> _Article_:
Communication in multiple threads could also cause cache trashing or false sharing if not carefully be taken care of. Moreover, the processor can becomes under-ultilize because threads execute I/O operations can be preempted. Last but not least, kernel thread context-switching is costly. Several paper has report significant overhead for performing MPI concurrently in different thread.

Because of the lack of efficient multi-threaded implementation, to our best knowledge, there is no production application that uses the thread-safety feature of MPI. What has been ended up is applications runs MPI in a single-thread mode, and threads are used only for computation. This leads to a restrictive programming model similar to Bulk Synchronous Programming (BSP), in which communication and computation code appears in different phases. This approach often uses MPI non-blocking feature to allow some overlapping between phases and hope the MPI runtime will be able to execute communication code behind the scene. In practice, to support better asynchronous communication user of MPI implementations often need to enable a flag to request the runtime to spawn a dedicated polling thread for progressing the communication (e.g. MPICH\_ASYNC\_PROGRESS flag in MPICH/MVAPICH).

> _Information shown_:
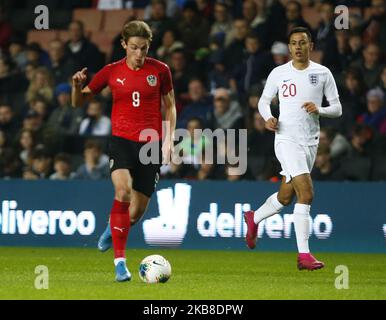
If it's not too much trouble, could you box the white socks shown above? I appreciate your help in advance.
[293,203,311,253]
[253,192,284,224]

> _Work to do_: Output, word for word, the stretch from "Communication in multiple" through "in different thread." in the passage on multi-threaded MPI communication. The listing is separate material and has no connection to the passage on multi-threaded MPI communication.

> _Answer to the problem_:
Communication in multiple threads could also cause cache trashing or false sharing if not carefully be taken care of. Moreover, the processor can becomes under-ultilize because threads execute I/O operations can be preempted. Last but not least, kernel thread context-switching is costly. Several paper has report significant overhead for performing MPI concurrently in different thread.